Copy each of the rows below word for word, without changing anything.

Collection entries >>
╔══

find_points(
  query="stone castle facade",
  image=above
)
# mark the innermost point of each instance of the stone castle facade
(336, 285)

╚══

Answer for this exercise >>
find_points(
  query="stone castle facade",
  image=above
)
# mark the innermost point of each instance of the stone castle facade
(336, 285)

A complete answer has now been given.